--- Exercise goal ---
Show every line of the material below that contains the string "before", copying each line in full. Case counts.

--- Data for analysis ---
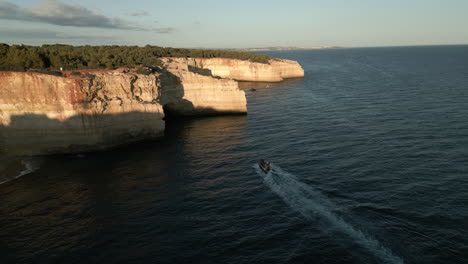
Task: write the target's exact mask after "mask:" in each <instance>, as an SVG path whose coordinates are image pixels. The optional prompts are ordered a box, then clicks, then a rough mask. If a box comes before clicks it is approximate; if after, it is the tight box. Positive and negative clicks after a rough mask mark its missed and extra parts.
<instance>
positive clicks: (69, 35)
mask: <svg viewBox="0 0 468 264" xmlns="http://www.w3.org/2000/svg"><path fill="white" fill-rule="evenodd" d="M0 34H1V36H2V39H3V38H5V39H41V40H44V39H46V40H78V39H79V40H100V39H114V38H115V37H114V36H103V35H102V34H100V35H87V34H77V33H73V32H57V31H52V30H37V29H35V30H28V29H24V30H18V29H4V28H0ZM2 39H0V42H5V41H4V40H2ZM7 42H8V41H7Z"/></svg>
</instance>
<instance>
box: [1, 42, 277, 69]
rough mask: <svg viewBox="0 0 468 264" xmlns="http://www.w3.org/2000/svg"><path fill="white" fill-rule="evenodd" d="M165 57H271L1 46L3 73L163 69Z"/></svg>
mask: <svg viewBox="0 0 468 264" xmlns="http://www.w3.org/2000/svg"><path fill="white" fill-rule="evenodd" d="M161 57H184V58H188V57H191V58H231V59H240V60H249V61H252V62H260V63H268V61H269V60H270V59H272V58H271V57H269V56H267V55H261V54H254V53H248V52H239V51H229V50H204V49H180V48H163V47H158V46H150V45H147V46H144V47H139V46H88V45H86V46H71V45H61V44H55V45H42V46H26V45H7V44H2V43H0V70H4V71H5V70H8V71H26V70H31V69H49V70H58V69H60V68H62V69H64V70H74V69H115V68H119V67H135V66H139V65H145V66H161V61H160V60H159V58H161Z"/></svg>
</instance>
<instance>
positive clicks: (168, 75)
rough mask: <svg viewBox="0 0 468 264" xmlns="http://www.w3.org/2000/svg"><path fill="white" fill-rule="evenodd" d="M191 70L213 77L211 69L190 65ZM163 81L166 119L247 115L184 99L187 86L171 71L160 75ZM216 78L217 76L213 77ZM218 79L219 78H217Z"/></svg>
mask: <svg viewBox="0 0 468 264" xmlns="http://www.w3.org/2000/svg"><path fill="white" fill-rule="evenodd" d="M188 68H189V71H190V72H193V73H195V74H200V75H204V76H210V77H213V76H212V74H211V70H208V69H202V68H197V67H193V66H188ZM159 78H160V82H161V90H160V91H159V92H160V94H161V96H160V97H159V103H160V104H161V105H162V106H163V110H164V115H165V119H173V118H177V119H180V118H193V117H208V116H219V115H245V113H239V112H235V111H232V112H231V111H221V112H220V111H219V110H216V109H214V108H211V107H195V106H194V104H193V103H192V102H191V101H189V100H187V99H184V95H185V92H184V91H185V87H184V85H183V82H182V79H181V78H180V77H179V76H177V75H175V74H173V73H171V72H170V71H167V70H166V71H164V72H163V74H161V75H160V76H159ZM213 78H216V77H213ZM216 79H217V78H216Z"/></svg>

==

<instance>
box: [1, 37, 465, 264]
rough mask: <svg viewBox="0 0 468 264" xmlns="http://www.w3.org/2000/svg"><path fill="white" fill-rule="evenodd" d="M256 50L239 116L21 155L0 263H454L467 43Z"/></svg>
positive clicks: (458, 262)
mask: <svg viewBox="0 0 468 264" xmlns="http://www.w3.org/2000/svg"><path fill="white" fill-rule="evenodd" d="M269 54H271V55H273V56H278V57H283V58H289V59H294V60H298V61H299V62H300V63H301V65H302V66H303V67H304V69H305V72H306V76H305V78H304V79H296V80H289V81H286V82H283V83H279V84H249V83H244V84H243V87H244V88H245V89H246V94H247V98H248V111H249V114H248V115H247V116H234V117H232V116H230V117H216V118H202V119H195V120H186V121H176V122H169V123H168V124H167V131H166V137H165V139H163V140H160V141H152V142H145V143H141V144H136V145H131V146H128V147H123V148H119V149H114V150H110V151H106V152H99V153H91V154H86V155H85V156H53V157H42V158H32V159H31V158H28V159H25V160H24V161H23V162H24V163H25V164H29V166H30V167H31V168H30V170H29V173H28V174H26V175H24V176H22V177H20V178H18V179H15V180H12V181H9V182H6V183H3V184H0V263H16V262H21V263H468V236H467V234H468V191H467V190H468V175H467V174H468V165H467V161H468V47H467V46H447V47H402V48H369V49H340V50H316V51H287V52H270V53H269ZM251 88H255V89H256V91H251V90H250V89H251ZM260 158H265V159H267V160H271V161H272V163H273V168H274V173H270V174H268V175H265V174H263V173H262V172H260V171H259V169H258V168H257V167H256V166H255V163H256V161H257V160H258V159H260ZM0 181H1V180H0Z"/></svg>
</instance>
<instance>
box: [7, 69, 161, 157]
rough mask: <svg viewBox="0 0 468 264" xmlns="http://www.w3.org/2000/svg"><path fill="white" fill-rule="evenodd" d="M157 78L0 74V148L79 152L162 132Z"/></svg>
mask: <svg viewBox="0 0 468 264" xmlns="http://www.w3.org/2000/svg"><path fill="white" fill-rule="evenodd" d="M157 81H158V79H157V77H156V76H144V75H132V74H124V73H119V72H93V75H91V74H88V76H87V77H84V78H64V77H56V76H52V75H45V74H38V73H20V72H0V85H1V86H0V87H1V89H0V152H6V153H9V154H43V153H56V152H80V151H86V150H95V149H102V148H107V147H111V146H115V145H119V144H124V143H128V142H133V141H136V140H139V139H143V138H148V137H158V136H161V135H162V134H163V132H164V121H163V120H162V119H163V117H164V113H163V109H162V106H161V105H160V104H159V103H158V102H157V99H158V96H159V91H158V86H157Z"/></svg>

==

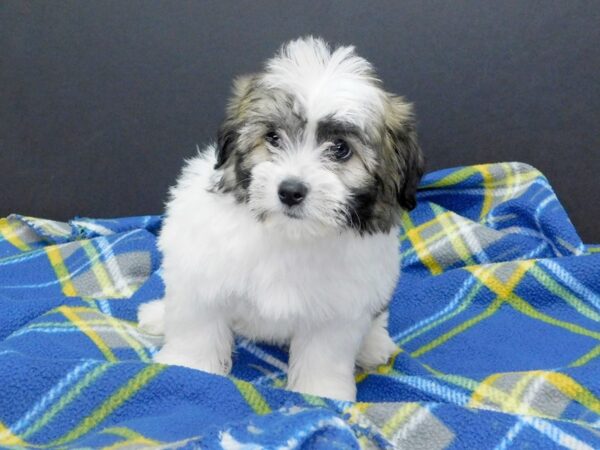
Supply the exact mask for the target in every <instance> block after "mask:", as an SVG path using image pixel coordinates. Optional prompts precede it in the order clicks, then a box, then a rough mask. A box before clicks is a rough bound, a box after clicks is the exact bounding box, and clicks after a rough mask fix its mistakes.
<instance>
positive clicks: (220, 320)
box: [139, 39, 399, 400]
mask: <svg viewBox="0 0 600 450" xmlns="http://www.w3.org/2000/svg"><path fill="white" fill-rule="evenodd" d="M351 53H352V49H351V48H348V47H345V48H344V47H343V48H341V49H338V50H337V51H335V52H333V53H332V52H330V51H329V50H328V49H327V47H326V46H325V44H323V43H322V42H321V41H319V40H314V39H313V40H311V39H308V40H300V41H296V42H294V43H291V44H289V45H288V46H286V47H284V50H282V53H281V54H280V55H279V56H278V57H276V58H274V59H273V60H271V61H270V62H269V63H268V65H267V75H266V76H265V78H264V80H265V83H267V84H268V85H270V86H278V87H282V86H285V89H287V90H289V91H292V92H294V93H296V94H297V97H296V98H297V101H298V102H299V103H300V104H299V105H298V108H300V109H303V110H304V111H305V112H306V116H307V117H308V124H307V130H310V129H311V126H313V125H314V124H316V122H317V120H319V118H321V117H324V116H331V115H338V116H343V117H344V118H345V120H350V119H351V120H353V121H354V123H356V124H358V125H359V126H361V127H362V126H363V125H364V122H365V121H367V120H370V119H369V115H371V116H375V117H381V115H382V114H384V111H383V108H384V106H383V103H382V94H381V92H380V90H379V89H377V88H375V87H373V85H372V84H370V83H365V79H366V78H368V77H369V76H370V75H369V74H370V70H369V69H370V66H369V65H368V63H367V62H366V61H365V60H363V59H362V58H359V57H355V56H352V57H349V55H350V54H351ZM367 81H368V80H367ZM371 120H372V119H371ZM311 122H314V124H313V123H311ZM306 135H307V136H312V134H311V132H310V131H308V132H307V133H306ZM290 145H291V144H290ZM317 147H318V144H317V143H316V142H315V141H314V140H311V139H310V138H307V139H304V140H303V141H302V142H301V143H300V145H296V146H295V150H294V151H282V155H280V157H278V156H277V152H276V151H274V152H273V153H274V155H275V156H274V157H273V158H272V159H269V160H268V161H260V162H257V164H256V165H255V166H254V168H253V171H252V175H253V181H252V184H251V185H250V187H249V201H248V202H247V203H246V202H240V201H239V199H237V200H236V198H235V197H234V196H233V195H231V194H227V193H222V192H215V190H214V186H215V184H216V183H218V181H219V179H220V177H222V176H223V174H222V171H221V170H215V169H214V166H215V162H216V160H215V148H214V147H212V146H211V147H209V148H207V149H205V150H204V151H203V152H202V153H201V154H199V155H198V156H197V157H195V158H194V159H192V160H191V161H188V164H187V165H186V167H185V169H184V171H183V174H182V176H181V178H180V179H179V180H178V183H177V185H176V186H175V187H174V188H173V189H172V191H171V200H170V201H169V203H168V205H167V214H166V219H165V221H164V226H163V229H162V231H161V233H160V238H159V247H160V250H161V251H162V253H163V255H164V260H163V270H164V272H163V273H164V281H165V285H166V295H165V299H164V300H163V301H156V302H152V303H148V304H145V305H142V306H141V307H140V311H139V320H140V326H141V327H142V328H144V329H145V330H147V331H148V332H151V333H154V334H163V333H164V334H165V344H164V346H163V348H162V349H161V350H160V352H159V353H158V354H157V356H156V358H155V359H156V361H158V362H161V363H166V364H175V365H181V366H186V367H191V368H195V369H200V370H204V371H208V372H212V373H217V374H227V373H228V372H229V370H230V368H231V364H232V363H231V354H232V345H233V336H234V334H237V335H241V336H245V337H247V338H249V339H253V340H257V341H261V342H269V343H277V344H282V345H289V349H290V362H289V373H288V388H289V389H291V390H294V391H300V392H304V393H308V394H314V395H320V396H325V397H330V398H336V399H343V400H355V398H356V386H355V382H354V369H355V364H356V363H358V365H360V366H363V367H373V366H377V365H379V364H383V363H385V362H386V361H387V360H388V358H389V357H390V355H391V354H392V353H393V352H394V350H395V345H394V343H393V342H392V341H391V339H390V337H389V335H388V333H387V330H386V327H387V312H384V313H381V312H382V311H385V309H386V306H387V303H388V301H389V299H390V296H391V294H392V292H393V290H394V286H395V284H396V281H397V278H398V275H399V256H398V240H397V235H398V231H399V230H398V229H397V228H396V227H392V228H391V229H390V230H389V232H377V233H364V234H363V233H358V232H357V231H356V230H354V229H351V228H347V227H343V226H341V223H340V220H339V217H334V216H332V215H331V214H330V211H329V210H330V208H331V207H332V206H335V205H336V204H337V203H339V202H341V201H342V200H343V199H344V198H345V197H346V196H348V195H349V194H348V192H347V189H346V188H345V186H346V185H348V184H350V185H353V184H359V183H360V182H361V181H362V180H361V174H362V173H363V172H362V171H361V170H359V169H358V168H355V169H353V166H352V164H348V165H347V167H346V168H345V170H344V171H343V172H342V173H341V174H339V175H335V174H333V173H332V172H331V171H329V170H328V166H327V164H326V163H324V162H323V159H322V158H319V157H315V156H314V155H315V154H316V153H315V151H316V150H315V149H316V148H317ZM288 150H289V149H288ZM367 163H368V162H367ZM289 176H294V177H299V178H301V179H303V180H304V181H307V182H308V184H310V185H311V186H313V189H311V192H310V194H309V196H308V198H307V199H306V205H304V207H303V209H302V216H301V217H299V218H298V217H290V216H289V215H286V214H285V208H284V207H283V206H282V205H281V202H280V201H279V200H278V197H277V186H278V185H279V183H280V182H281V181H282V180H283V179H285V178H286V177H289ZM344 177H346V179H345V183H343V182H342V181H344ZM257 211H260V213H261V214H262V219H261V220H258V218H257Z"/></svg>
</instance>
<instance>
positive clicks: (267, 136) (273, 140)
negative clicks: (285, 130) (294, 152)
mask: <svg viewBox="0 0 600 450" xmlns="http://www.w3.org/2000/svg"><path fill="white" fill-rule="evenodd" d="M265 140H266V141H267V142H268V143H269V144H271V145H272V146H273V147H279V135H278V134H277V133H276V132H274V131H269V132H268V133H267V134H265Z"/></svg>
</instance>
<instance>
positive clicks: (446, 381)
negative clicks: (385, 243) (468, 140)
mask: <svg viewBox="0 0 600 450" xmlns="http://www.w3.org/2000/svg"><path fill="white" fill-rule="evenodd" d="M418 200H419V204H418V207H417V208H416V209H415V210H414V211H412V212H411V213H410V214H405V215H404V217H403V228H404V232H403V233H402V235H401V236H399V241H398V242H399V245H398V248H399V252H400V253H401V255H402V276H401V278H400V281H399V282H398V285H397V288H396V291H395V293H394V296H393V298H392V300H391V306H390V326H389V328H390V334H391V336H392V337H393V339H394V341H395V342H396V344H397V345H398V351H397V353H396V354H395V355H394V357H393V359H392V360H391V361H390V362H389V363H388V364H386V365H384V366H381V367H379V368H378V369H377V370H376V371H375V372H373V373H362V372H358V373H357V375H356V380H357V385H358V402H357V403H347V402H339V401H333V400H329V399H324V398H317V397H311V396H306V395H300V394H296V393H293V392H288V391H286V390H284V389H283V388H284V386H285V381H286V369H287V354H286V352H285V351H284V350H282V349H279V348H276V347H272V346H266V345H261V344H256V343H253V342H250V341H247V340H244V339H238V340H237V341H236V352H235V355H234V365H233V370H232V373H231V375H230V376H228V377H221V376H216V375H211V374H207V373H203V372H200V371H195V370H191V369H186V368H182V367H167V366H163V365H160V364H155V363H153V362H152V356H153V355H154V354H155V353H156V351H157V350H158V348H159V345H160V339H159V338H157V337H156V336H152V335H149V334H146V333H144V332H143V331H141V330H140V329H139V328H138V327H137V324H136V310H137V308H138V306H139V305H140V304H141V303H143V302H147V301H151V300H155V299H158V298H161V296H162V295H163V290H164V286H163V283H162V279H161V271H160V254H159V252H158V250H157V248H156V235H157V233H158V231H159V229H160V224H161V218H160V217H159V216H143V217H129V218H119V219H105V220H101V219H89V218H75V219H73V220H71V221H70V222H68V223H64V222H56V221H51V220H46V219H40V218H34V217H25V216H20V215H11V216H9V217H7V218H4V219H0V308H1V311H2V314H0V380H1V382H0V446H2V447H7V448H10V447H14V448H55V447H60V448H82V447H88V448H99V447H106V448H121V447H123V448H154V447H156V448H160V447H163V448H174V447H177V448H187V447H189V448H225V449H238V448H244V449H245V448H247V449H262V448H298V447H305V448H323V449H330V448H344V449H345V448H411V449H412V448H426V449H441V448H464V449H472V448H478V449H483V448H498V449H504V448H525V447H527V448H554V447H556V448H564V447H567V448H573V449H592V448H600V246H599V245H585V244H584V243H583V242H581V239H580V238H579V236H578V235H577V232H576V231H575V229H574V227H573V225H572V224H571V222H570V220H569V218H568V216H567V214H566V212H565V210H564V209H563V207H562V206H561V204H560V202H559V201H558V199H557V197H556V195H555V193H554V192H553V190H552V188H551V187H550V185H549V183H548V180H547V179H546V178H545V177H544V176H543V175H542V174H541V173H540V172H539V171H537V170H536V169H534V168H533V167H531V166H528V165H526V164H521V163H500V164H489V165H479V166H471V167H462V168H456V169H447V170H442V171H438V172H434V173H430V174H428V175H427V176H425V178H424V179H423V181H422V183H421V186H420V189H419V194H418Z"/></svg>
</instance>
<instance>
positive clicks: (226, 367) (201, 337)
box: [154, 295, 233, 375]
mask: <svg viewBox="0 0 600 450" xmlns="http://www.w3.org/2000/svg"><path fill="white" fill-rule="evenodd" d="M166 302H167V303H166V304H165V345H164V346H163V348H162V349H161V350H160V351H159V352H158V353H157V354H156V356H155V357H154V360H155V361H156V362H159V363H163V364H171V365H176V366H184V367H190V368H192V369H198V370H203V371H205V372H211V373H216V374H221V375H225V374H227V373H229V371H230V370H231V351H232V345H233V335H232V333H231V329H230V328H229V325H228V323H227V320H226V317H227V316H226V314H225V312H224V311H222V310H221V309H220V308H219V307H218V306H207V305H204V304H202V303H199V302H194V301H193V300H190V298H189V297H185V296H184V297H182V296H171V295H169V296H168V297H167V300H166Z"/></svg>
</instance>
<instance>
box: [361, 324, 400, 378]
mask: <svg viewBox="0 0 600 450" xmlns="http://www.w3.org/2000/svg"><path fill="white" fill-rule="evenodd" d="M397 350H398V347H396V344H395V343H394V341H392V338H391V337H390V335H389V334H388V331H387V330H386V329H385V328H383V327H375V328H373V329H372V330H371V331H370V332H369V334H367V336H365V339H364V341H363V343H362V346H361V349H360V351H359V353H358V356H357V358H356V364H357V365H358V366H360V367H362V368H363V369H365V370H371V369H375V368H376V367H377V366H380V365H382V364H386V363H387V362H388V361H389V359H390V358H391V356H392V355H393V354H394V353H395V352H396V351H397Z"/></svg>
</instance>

--- Exercise solution ---
Task: write the target's exact mask after "mask:" in each <instance>, as an SVG path whose coordinates are image pixels. The optional prompts are ordered a box, then clicks, then a rough mask. If a box comes before clicks it is approximate; if after, it is the tight box. Positive and negative clicks after a rough mask mark its missed and extra parts.
Supply the exact mask for the target in every <instance> block after "mask:", as an SVG path using image pixel coordinates. Optional prompts precede it in the order clicks, then a box, then a rough mask. A box before clicks is a rough bound, a box after clicks is the exact bounding box, and clicks after a rough mask fix its mistakes.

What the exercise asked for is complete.